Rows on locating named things
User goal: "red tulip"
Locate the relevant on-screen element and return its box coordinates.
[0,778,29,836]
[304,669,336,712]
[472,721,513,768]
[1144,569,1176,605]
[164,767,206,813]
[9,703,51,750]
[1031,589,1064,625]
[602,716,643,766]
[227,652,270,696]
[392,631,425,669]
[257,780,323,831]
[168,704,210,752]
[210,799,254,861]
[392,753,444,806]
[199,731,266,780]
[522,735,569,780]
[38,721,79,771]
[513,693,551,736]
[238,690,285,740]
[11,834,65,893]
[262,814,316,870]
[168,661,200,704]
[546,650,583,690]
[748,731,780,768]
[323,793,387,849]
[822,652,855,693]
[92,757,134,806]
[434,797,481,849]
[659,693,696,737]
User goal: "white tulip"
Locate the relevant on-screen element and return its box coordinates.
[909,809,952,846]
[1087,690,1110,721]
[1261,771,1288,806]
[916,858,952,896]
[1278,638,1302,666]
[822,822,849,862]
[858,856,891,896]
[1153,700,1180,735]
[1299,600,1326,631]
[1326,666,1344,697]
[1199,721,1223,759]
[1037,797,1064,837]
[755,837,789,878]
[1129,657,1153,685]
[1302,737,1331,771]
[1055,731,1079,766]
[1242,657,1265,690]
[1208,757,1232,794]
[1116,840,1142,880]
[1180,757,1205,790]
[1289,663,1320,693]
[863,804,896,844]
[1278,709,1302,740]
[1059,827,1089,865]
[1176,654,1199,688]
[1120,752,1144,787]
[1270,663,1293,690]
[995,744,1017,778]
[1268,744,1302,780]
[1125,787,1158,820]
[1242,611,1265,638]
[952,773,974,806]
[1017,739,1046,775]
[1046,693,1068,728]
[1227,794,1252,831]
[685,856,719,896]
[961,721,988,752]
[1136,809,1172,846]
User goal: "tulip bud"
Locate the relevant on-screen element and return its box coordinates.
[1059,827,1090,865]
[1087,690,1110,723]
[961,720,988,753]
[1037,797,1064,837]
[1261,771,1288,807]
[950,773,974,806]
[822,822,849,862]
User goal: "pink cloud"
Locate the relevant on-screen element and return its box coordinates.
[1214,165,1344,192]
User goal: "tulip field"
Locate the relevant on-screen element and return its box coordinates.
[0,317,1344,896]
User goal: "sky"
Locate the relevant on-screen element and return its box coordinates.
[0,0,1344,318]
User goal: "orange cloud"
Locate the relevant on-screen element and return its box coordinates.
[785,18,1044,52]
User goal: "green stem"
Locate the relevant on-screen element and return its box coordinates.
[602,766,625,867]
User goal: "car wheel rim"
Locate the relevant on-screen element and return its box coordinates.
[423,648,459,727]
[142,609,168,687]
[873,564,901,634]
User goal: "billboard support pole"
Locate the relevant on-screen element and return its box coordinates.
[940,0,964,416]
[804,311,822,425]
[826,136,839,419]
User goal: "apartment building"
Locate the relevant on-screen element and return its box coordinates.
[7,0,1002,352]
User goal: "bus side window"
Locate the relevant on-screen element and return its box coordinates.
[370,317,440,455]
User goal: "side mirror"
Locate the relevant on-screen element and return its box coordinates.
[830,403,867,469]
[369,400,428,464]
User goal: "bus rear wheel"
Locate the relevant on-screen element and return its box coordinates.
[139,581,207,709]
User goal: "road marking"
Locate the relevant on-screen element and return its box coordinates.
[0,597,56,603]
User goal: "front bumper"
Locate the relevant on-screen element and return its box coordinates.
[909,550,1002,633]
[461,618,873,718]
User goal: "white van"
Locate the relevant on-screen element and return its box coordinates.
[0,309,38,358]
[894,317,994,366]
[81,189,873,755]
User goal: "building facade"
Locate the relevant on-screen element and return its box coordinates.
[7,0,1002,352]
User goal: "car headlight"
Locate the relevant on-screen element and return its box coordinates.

▸ **Short task**:
Turn every one of the rows above into a numbered list, leaving out any blank lines.

▸ **Exercise answer**:
1. User goal: "red tulip"
2. Locate the relevant on-screen element and return its box coordinates.
3. [0,778,29,836]
4. [304,669,336,712]
5. [472,721,513,768]
6. [1144,569,1176,605]
7. [164,767,206,813]
8. [9,703,51,750]
9. [1031,589,1064,625]
10. [602,716,643,766]
11. [227,652,270,696]
12. [392,631,425,669]
13. [257,780,323,831]
14. [168,704,210,752]
15. [210,799,254,861]
16. [392,753,444,806]
17. [199,731,266,780]
18. [522,735,569,780]
19. [38,721,79,771]
20. [513,693,551,736]
21. [238,690,285,740]
22. [11,834,65,893]
23. [262,814,316,870]
24. [168,661,200,704]
25. [546,650,583,690]
26. [748,731,780,768]
27. [323,793,387,849]
28. [822,652,855,693]
29. [92,757,134,806]
30. [434,797,481,849]
31. [659,693,696,737]
32. User goal: "white tulip"
33. Locate the relevant on-screen element and return its box coordinates.
34. [909,809,952,846]
35. [1087,690,1110,721]
36. [1261,771,1288,806]
37. [916,858,952,896]
38. [1278,638,1302,666]
39. [822,822,849,862]
40. [858,856,891,896]
41. [1153,700,1180,735]
42. [1299,600,1326,631]
43. [1326,666,1344,697]
44. [1199,721,1223,759]
45. [1037,797,1064,837]
46. [755,837,789,878]
47. [1129,657,1153,685]
48. [1302,737,1331,771]
49. [1055,731,1079,766]
50. [1242,657,1265,690]
51. [1208,757,1232,794]
52. [1116,840,1142,880]
53. [1180,757,1205,790]
54. [1289,663,1320,693]
55. [863,804,896,844]
56. [1278,709,1302,740]
57. [1059,827,1089,865]
58. [1176,654,1199,688]
59. [1120,752,1144,787]
60. [1270,663,1293,690]
61. [995,744,1017,778]
62. [1268,744,1302,780]
63. [1125,787,1158,820]
64. [1242,611,1265,638]
65. [952,773,974,806]
66. [1017,739,1046,775]
67. [1046,693,1068,728]
68. [1227,794,1252,831]
69. [685,856,719,896]
70. [961,721,988,752]
71. [1136,809,1172,846]
72. User goal: "tulip bud"
73. Locate the relevant on-screen element and return its box coordinates.
74. [1059,827,1090,865]
75. [1087,690,1110,723]
76. [961,720,988,753]
77. [1037,797,1064,837]
78. [1261,771,1288,807]
79. [950,773,974,806]
80. [822,822,849,862]
81. User goal: "pink cloud"
82. Locate the relevant on-screen element and return its box coordinates.
83. [1214,165,1344,192]
84. User goal: "tulip field"
85. Locate the relevant on-screen element and return its box coordinates.
86. [0,317,1344,896]
87. User goal: "sky"
88. Locate the relevant on-screen element and return its box coordinates.
89. [0,0,1344,318]
90. User goal: "orange cloud"
91. Locate the relevant on-screen element and return its box coordinates.
92. [785,18,1044,52]
93. User goal: "green stem"
94. Locate the relevant on-screen element and return its box coordinates.
95. [602,766,625,867]
96. User goal: "car wheel rim"
97. Locate the relevant on-screen element and return its box coordinates.
98. [423,648,459,727]
99. [142,609,168,687]
100. [873,564,901,634]
101. User goal: "billboard support pole"
102. Locate the relevant on-screen element and return its box coordinates.
103. [940,0,964,416]
104. [804,311,822,425]
105. [826,136,839,419]
106. User goal: "apartment building"
107. Locate the relevant on-screen element and return its box coordinates.
108. [7,0,1002,352]
109. User goal: "bus side window"
110. Locate the relevant on-screen element and return its box coordinates.
111. [370,317,440,455]
112. User goal: "side mirror"
113. Locate the relevant on-screen element and return its box coordinates.
114. [830,403,867,469]
115. [369,400,428,464]
116. User goal: "bus rear wheel"
117. Locate the relevant on-screen element and return its box coordinates.
118. [139,581,207,709]
119. User goal: "road marking"
120. Locate the relevant on-screen element and return its box coordinates.
121. [0,597,56,603]
122. User goal: "front bumper"
123. Locate the relevant on-screen element and return its box coordinates.
124. [909,550,1002,633]
125. [461,618,873,718]
126. User goal: "white van"
127. Locate the relevant on-screen element and return its box coordinates.
128. [0,309,38,358]
129. [894,317,994,366]
130. [81,189,873,755]
131. User goal: "building facade"
132. Locate the relevant on-screen element and return its box coordinates.
133. [7,0,1002,352]
134. User goal: "car headlight"
135. Locate the relevant on-screen element and return its box coordinates.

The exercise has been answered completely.